**Testo fornito**
********************
E’ il giudice del lavoro Valentina Avarello che «riprende» un avvocato per aver portato la linea di difesa con l’Intelligenza artificiale e rigetta di conseguenza l’istanza  del ricorrente. Nelle motivazioni del provvedimento il magistrato ricostruisce i fatti che hanno portato al rigetto.  «Il ricorso giudiziario come tutti gli altri centinaia di giudizi patrocinati dal medesimo difensore, risulta evidentemente redatto con strumenti di intelligenza artificiale, tanto è evidente non solo dalla gestione del procedimento ma soprattutto dalla scarsa qualità degli scritti difensivi e dalla totale mancanza di pertinenza o rilevanza - scrive il giudice -  degli argomenti utilizzati: l’atto infatti è composto da un coacervo di citazione normative e giurisprudenziali astratte, prive di ordine logico ed in gran parte inconferenti rispetto al thema decidenudm ed in ogni caso manifestatamente infondate».
********************
**Raccolta di record**
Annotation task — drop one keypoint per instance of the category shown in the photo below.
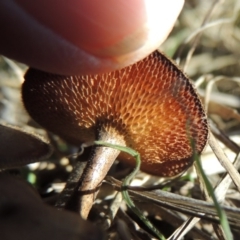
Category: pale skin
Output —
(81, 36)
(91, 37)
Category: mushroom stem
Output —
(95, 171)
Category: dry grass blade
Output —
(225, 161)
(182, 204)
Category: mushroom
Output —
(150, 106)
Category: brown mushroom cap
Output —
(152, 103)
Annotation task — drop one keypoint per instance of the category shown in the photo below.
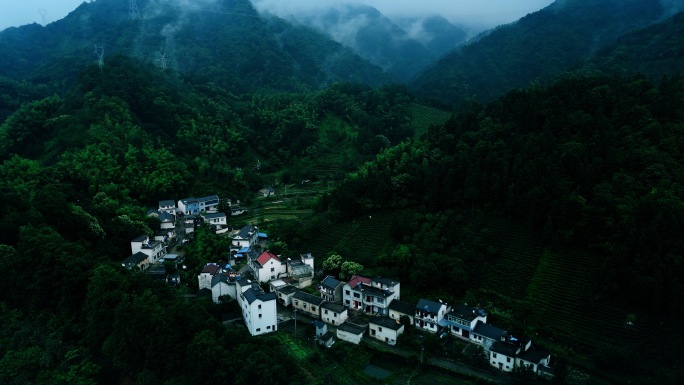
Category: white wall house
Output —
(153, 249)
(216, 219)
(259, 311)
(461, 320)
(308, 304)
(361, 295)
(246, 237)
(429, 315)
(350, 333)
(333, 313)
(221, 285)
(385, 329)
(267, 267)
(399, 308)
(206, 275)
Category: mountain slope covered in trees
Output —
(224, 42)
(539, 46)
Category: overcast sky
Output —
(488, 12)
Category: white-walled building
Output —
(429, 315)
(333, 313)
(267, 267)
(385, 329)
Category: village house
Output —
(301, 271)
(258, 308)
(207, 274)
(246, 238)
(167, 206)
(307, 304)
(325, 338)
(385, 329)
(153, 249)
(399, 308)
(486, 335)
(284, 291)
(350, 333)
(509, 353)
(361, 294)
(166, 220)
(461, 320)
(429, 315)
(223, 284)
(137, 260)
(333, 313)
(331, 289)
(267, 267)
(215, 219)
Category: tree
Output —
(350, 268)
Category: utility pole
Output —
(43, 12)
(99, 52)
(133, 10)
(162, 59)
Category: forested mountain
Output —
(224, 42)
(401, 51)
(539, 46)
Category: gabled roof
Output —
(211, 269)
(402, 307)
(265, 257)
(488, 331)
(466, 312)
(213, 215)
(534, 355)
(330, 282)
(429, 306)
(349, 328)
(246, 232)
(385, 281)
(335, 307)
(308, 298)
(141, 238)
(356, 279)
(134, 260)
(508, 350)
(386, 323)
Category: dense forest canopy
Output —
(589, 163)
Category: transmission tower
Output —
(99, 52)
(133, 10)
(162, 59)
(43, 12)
********************
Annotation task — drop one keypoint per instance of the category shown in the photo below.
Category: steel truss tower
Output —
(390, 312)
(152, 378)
********************
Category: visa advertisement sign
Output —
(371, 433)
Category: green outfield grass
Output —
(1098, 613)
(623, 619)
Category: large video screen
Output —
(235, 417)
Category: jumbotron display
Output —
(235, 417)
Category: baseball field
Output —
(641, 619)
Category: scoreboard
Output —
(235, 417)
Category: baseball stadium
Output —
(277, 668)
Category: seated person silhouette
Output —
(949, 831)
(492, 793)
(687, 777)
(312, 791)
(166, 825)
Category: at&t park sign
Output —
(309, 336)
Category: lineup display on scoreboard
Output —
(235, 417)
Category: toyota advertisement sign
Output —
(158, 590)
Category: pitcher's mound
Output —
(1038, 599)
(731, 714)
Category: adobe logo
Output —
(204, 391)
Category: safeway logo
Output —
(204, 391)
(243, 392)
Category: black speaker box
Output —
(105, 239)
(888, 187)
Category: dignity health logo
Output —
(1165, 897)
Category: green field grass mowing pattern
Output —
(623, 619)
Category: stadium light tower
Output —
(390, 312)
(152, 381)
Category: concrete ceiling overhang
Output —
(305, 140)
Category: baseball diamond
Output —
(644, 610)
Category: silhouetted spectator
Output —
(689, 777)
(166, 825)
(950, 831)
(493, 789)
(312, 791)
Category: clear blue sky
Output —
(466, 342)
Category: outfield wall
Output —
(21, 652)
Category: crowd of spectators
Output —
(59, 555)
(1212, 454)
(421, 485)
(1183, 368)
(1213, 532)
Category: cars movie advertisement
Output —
********************
**Istruzioni**
[1] Nel testo fornito sul ricorso redatto con l'intelligenza artificiale, quale magistrato ha rigettato l'istanza del ricorrente?
[2] Prosegui il testo sul ricorso redatto con l'intelligenza artificiale, ripartendo subito dopo la sua ultima frase.

**Risposte fornite**
[1] Il giudice del lavoro Valentina Avarello.

[2]
Il caso riguardava un ricorso relativo ad un  credito contributivo portato da un avviso di addebito dell’Inps. Durante il giudizio che si era svolto nella sezione lavoro di via Fabio Filizi,  erano venute alla luce delle anomalie con riferimento alla gestione del procedimento da parte del legale. In base a quanto è emerso il  Tribunale di Latina sulla scorta della gestione  anomala del procedimento e dell’utilizzo dell’intelligenza artificiale nel presentare il ricorso ha qualificato l’azione come introdotta in malafede o con grave negligenza, condannando in questo modo  al pagamento di somme sia in favore della controparte che della cassa delle ammende.  Il ricorrente - è riportato  secondo quanto emerso dalla memoria di costituzione del convenuto -  aveva  presentato la stessa domanda in un altro procedimento pendente dinanzi al medesimo Tribunale.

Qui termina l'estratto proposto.